AIM OF THE EXERCISE
Write out, word for word, the lines of the items below, beginning with the line that contains "For the scoring pass, find every instance of the floodlight" and continuing through the line that contains "[[903, 557]]", with both of those lines included.

Saved data entries:
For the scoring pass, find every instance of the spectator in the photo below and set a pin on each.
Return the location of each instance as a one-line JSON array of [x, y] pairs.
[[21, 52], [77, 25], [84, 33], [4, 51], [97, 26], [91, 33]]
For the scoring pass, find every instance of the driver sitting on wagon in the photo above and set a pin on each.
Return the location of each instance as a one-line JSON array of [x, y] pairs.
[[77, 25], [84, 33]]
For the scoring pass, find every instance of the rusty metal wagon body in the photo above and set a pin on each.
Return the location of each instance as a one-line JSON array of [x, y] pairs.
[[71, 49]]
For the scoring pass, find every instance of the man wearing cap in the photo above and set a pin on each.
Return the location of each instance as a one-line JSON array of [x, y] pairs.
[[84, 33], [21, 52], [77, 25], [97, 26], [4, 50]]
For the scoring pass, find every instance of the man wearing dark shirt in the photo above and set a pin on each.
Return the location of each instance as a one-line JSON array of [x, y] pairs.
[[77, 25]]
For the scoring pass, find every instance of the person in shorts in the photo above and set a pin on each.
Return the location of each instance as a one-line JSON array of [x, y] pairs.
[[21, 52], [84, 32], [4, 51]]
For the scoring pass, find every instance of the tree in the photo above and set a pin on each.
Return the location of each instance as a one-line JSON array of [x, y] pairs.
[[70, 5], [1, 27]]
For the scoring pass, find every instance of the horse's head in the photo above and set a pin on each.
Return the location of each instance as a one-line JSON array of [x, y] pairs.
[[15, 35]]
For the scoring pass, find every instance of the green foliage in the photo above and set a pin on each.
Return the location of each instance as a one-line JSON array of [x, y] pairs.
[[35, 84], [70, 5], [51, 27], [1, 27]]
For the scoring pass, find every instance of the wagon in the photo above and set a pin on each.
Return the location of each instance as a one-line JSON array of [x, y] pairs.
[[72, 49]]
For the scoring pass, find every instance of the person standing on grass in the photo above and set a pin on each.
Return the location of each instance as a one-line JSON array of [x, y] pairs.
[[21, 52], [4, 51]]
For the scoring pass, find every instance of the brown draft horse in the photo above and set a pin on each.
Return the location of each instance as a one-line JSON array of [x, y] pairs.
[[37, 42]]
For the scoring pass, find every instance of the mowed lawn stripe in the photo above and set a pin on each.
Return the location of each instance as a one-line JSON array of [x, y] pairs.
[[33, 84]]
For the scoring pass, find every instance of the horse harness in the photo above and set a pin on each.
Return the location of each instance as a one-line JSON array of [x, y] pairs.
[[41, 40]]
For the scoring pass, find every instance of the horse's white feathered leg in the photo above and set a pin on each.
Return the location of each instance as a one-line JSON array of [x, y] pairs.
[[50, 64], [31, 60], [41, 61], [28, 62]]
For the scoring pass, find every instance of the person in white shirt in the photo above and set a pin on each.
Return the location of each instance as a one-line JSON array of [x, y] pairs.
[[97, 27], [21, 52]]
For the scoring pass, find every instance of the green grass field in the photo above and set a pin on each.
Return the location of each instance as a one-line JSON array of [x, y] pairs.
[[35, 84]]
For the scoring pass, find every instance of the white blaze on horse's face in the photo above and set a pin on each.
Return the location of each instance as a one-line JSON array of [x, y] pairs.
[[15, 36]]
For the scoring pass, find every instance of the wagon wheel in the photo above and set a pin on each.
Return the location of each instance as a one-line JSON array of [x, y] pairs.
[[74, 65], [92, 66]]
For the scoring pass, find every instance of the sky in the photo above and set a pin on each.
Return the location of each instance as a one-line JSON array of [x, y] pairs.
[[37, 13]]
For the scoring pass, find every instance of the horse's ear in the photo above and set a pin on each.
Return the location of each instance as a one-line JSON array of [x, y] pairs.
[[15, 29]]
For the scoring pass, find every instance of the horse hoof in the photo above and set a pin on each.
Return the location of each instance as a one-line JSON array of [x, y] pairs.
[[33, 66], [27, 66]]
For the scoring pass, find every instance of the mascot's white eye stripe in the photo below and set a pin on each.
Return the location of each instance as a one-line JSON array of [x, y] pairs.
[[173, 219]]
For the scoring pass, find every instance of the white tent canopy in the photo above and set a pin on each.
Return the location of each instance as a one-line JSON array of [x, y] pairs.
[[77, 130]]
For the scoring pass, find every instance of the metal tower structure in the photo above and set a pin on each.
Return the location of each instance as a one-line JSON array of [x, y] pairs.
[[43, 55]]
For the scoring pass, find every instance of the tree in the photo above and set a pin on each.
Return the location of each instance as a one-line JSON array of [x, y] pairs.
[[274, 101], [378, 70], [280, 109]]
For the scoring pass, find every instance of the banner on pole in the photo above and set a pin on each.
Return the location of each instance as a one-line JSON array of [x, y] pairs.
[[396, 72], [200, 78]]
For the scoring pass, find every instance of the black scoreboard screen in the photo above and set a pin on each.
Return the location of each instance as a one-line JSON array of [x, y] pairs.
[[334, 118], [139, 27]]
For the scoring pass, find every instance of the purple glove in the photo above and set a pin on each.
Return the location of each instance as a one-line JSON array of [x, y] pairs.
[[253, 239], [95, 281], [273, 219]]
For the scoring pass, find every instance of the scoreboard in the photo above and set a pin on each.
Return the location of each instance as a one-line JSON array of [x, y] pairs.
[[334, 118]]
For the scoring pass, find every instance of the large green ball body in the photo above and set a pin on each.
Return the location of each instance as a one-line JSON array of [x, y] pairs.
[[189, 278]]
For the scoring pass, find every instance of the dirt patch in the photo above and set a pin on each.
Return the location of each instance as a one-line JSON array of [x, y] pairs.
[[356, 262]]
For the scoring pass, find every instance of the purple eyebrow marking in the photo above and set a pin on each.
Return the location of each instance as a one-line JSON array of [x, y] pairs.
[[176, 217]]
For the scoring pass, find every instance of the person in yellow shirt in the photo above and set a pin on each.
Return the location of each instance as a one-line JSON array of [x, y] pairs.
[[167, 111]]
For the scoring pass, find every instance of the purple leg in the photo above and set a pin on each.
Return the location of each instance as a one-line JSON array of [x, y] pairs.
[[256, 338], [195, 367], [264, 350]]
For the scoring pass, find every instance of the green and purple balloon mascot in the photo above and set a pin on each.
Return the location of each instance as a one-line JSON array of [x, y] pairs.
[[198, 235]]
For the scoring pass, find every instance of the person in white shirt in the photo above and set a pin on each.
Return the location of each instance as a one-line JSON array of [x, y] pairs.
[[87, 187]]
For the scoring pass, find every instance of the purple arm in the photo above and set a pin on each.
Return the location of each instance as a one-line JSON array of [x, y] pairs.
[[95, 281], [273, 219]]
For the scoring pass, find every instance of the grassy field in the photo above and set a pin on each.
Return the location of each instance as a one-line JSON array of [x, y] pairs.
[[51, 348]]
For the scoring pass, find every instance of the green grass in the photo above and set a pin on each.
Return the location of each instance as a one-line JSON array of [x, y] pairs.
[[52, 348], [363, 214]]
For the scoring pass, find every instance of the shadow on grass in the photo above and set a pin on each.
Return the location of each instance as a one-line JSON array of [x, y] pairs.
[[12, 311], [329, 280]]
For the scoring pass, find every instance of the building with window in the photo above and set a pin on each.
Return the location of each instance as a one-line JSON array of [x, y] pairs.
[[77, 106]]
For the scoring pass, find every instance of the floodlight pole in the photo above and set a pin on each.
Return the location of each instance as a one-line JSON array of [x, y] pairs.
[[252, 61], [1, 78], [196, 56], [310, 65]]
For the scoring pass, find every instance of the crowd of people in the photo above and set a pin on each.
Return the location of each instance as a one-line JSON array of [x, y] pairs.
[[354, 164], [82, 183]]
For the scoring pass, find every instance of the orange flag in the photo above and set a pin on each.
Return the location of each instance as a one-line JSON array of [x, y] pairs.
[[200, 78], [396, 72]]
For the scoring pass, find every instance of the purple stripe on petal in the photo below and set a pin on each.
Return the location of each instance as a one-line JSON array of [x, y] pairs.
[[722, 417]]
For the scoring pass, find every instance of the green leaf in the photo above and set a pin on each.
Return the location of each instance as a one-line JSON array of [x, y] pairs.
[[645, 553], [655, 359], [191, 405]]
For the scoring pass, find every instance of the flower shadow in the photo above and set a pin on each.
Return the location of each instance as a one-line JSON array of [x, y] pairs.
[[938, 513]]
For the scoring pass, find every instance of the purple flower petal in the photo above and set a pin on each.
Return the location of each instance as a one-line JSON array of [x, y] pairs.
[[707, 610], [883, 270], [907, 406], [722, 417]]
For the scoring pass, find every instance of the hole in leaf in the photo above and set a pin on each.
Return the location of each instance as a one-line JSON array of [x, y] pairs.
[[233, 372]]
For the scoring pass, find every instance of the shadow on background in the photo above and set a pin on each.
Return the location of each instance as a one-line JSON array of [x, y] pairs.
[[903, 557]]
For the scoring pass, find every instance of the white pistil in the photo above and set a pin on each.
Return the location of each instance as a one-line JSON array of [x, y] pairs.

SOLVED PROBLEM
For the scoring pass, find every instance of the floodlight pole in the photo above and set a pin on each.
Return the location of each instance as a one-line JSON array of [x, y] pairs.
[[252, 61], [1, 78], [196, 56], [310, 65]]
For the scoring pass, find every instance of the crowd of people in the photo above and set a pin on each.
Return the location of each instance as a one-line JSON array of [x, y] pairs.
[[354, 164], [82, 183]]
For the scoring pass, find every instance of the orange flag in the photo above and set a pin on each.
Return the location of each instance as a one-line JSON array of [x, y] pairs.
[[200, 78], [396, 72]]
For the scoring pass, find every instance of the purple stripe on petal in the photo below and set a pin on each.
Return the location of each instance as a one-line JSON array of [x, y] pairs.
[[722, 417]]
For the scoring pass, find every instance of the green leaf in the photo above and set a pin on each.
Return the location of each instance as a one-line JSON array of [x, y] pairs.
[[645, 553], [655, 359], [191, 405]]
For the scoring pass, find every instance of the flower shadow in the photo above and set a pin on each.
Return the location of each instance as a one-line JSON array of [x, y] pairs.
[[938, 513]]
For the scoring pass, find every instance of the purple flower petal in the photo above and set a pin on each.
Return the location of each instance as a one-line JSON array of [x, y] pairs.
[[707, 610], [883, 270], [907, 406], [722, 417]]
For the scoring pass, find every instance of the hole in leaf in the photo above and set a pin on each.
Return the location of each instance as a one-line JSON array of [x, y] pairs.
[[233, 372]]
For the scoring pass, find every instance of the shadow on background in the photo above and set a pin on each.
Return the location of each instance as a one-line JSON array of [x, y] pairs.
[[903, 557]]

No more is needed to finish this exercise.